### PROVIDED MATERIAL ###
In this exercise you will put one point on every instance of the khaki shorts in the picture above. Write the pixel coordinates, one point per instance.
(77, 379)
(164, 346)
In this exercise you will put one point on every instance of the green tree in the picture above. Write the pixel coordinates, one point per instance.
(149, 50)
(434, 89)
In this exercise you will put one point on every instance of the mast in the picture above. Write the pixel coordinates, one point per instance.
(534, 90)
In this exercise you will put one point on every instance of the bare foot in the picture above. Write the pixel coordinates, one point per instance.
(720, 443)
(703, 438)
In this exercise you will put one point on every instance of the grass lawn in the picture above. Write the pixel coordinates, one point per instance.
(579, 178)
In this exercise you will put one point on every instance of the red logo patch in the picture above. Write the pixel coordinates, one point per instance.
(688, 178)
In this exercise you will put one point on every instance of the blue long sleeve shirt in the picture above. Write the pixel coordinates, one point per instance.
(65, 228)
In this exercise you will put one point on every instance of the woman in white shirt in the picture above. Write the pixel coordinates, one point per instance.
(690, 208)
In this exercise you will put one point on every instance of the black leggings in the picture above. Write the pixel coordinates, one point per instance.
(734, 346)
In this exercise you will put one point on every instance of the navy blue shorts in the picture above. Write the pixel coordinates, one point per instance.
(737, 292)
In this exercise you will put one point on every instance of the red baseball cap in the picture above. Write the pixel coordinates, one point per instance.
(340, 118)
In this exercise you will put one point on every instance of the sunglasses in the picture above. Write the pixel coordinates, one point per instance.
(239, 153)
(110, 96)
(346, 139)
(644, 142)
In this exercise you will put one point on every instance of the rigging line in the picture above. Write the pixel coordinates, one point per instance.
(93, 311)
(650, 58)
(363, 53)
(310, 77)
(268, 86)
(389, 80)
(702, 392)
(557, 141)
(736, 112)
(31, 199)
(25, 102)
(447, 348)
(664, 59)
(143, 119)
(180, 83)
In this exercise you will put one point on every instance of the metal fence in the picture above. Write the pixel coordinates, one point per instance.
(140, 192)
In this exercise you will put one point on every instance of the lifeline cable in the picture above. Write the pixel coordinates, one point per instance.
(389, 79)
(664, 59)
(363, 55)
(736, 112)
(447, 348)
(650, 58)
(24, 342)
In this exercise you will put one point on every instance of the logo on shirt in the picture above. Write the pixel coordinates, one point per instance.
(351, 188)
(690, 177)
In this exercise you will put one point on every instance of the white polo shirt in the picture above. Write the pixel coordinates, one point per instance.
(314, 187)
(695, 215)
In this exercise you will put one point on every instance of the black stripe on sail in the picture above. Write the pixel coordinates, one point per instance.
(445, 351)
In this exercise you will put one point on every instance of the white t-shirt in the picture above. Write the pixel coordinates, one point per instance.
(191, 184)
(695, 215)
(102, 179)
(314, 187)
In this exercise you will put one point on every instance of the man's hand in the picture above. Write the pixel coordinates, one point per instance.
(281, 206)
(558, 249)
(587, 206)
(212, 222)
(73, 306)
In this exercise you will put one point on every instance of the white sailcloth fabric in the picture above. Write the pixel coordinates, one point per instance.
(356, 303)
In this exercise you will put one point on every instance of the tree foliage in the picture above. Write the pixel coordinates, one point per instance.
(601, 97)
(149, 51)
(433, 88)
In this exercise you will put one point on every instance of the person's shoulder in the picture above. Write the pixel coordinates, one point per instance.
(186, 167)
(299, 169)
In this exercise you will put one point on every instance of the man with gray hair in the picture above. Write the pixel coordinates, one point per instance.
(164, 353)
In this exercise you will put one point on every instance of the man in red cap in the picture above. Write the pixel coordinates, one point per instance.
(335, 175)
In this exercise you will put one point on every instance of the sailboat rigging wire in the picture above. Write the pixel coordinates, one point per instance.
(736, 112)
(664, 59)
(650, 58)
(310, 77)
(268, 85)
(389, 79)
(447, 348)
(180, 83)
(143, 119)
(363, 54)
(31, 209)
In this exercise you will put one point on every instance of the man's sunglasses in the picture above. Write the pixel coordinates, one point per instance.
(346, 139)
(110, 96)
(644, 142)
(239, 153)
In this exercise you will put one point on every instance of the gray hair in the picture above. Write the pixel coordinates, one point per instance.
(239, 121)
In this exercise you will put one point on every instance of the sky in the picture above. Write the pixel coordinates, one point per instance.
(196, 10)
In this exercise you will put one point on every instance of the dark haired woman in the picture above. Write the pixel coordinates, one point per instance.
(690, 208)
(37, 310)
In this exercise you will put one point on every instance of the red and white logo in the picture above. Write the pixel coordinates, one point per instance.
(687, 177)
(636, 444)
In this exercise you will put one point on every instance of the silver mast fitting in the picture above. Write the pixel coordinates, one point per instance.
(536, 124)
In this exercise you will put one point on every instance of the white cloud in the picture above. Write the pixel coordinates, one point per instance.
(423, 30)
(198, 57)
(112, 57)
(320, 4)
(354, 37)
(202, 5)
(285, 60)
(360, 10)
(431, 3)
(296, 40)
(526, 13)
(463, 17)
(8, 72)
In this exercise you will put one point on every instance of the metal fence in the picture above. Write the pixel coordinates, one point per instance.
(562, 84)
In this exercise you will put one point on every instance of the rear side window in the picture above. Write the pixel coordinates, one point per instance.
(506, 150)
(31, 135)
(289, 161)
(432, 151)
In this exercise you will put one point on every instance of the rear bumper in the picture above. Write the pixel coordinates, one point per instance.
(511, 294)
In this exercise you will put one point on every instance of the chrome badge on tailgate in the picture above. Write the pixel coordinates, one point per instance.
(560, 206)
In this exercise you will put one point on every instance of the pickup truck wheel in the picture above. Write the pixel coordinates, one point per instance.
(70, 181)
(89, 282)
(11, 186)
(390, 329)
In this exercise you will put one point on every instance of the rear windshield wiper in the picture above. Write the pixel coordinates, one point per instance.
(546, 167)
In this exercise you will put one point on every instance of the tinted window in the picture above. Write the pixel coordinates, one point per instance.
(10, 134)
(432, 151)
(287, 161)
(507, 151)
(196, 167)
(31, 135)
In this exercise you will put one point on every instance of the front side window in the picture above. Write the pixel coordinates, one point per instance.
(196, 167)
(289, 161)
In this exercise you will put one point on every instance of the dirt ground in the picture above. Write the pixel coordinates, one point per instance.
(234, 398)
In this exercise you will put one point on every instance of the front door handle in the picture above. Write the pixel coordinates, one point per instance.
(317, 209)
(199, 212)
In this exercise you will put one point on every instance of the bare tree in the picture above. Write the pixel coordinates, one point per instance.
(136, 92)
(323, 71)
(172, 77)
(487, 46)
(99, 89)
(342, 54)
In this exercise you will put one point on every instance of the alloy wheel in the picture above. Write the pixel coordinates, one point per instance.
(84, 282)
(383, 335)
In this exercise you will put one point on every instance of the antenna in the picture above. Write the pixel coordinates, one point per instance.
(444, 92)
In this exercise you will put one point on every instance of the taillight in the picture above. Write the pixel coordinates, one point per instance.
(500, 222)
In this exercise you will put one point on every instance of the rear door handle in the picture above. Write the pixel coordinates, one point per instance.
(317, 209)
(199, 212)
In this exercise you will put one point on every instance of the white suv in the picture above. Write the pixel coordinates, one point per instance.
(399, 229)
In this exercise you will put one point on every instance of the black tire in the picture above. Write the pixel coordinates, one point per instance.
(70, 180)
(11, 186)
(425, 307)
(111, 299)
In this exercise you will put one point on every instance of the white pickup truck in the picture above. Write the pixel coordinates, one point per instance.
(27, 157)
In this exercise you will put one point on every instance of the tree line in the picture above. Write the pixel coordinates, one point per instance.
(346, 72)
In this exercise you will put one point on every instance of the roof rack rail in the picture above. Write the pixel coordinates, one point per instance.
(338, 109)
###
CHALLENGE - Write out exactly the final stretch of the records: the line containing "of the alloy" and every line after it, through the last, and nothing else.

EXERCISE SOLUTION -
In this exercise you will put one point on every instance of the alloy wheel in the picture above. Write the pixel coordinates, one point per instance.
(84, 282)
(383, 335)
In this exercise you will put one point on every instance of the antenna in the picture above. Write the pixel coordinates, one point per instance.
(444, 92)
In this exercise you will put one point on every instance of the taillight in the picture above. Write the pixel coordinates, one point per instance.
(500, 222)
In this exercise you will put one point on every instance of the rear door handle in the picture above. Write the pixel coordinates, one point per instance.
(317, 209)
(199, 212)
In this exercise you will put one point on every instance of the white suv in the picture above. Write the pixel coordinates, one point per instance.
(399, 229)
In this exercise you will put one point on every instance of the black tire in the picture above. Write the pixel coordinates, one point per instance.
(70, 180)
(11, 186)
(425, 307)
(111, 299)
In this exercise you will put one point on every instance of the white pickup truck in the picture above. Write the pixel coordinates, one point per instance.
(27, 157)
In this exercise you will put one point on every instance of the tree line in the picture above. Write the pixel coordinates, one point per instance.
(346, 72)
In this exercise you will put one point on every instance of the roof rack rail in the picture above. Write the pixel coordinates, one point per instance.
(338, 109)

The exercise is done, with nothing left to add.